SUPPLIED TEXT:
*****
Jag bodde i Skåne fem år.
 
Jag talar Svenska som en bonde!
My Swedish has that arctic circle whoosh in place of the sk!
Solen skiner -> Solen whooo iner
 
Min parat-svenska är inte så bra heller, eftersom jag inte talar det regelmässigt. Men jag gick på universitetet i Lund.
 
@Adám Are you one of the Swedish speaking APL programmers in that team?
 
No, but someone approached me for the job because I list both Swedish and APL on LinkedIn.
 
5:38 PM
I don't remember if I put Swedish on LinkedIn
Right now I write Haskell for money, I'm unlikely to jump to APL, but it could happen!
 
@shapr My Swedish teacher was from Norbotten. One day she tried speaking in class using her original dialect. Nobody could understand her (none of the native Swedes either).
 
oh! was it Meänkieli ?
 
@shapr what sort of things do you work on in haskell?
 
I lived in Finland for two years before my five years in Sweden. While I failed to learn Finnish, I picked up enough to get by.
 
@shapr No, just dialectal Swedish.
 
5:41 PM
I'm actually fluent in Swedish
Oh, perhaps Pitemaal?
 
Surely one of these:
 
I had trouble understanding Stockholm Swedish at first, and I caused at least one big laugh when I said "Ska vi fara?" which is pretty much "Let's mosey pardner".
 
@shapr You wouldn't be the first Haskeller to pick up APL.
 
Och jag kommer från Sverige, men har inte bott där sedan 2005 :-)
 
RGS
@rak1507 code... please, try to keep up with the conversation here!
 
5:43 PM
thanks for the enlightenment lol
 
@xpqz Hur länge sedan du lämnade Sverige?
*****
DATASET SECTION:

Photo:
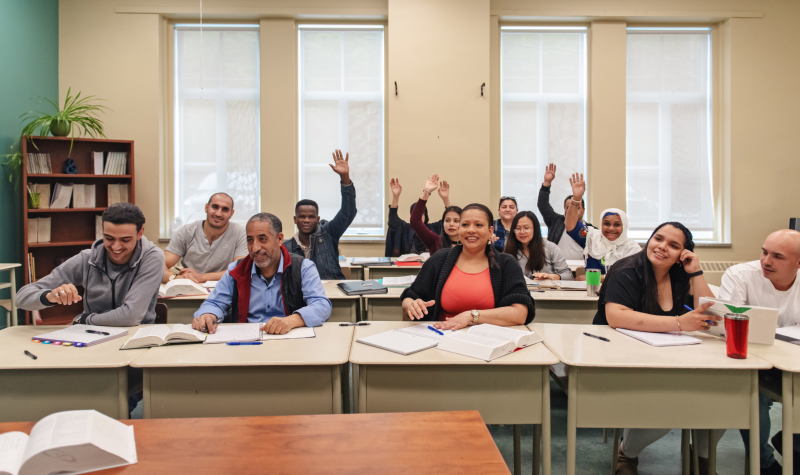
*****
CHALLENGES:
A) Rewrite the message in the chat excerpt that begins "I lived in Finland for two years" as one shorter sentence that keeps its main facts.
B) Answer these questions from the chat excerpt, one answer per line, marked (i), (ii), (iii):
(i) Why was one participant approached for a job?
(ii) Which language does one participant currently write for money?
(iii) Which phrase caused at least one big laugh?

THE REPLIES:
A) After two years in Finland and before five years in Sweden, the writer learned enough Finnish to get by, though not the full language.

B)
(i) Because that participant lists both Swedish and APL on LinkedIn.
(ii) Haskell.
(iii) "Ska vi fara?"